» GIVEN REQUEST 1:
Find every line in the entries below that contains the string "shower" and copy each of those lines.

» DOCUMENT SECTION:
====================

Re: Proposal for isolation characters in Unicode and the unicode-bidi:isolate and unicode-bidi:plaintext definitions from Asmus Freytag on 2012-07-22 (www-style@w3.org from July 2012)

From: Asmus Freytag <asmusf@ix.netcom.com>
Date: Sun, 22 Jul 2012 10:08:53 -0700
To: Matitiahu Allouche <matitiahu.allouche@gmail.com>
CC: "'Aharon (Vladimir) Lanin'" <aharon@google.com>, 'Glenn Adams' <glenn@skynav.com>, "'Martin J. Dürst'" <duerst@it.aoyama.ac.jp>, 'W3C style mailing list' <www-style@w3.org>, public-i18n-bidi@w3.org
Message-ID: <500C33A5.3050309@ix.netcom.com>
If the desire for isolates is to allow the safe insertion of unrelated 
text, then the rules have to be such that no matter which characters the 
embedded text contains, it may not have any effect on the formatting of 
text around it.

The one exception would be unmatched BDI/PDI, Instead of a sticking a 
single BDI/PDI pair around the text to be inserted, the inserting 
implementation would have to either add balancing BDI or PDI characters 
in front / back to balance the insertion, or, depending on context, 
perhaps disallow (filter) such characters from inserted text. With 
either strategy, the insertion could be self-contained.

Filtering BDI/PDI from user input would seem a natural option when 
constructing a message from a template with short, user-specified, 
insertions, and is cheaper to implement than "rebalancing".

The symmetric approach would require the implementation to balance 
"classical" embeddings and overrides in insertions (filtering would be a 
much less desirable option, as we expect overrides, in particular, to be 
quite legitimate in those types of user input).

====================

» RECORDS SHOWN:

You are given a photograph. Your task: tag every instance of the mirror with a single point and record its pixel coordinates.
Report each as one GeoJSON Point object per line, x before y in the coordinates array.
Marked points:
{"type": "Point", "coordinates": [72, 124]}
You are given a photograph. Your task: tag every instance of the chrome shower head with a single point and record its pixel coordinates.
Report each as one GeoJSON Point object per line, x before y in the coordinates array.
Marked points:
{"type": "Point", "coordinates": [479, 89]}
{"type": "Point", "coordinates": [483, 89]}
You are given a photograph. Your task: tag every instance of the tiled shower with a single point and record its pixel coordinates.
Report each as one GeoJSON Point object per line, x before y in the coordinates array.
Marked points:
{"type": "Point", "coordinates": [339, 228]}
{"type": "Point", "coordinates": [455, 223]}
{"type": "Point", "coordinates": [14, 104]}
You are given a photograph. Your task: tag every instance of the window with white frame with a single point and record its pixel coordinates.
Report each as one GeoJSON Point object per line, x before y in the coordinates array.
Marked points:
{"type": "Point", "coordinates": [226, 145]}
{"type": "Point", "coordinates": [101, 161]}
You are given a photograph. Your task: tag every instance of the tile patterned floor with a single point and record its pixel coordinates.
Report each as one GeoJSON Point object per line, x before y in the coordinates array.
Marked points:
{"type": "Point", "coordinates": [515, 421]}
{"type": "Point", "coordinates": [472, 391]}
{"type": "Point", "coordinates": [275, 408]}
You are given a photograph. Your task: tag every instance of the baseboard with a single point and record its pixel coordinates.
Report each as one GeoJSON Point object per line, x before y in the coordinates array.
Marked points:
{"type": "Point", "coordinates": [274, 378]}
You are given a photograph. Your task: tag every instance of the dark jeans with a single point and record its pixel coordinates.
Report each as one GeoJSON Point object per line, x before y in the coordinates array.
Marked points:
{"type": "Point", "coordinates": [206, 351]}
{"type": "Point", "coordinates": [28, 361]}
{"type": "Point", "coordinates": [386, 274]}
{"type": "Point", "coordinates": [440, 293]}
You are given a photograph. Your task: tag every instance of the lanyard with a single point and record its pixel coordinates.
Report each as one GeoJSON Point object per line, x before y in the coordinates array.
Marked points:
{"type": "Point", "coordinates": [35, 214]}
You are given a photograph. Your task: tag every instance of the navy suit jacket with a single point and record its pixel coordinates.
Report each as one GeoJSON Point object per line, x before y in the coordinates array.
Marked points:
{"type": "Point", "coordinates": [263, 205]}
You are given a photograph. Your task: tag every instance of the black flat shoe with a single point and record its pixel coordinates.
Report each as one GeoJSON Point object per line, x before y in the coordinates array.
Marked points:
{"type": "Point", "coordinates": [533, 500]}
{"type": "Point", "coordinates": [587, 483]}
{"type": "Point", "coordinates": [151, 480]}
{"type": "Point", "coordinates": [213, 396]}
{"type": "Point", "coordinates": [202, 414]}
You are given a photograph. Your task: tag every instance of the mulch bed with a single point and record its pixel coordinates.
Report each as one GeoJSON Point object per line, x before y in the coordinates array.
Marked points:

====================

» GIVEN REQUEST 2:
In the mailing-list message above, which option is described as cheaper to implement than "rebalancing"?

» PROBLEM SOLUTION 1:
You are given a photograph. Your task: tag every instance of the chrome shower head with a single point and record its pixel coordinates.
You are given a photograph. Your task: tag every instance of the tiled shower with a single point and record its pixel coordinates.

» PROBLEM SOLUTION 2:
Filtering BDI/PDI from user input.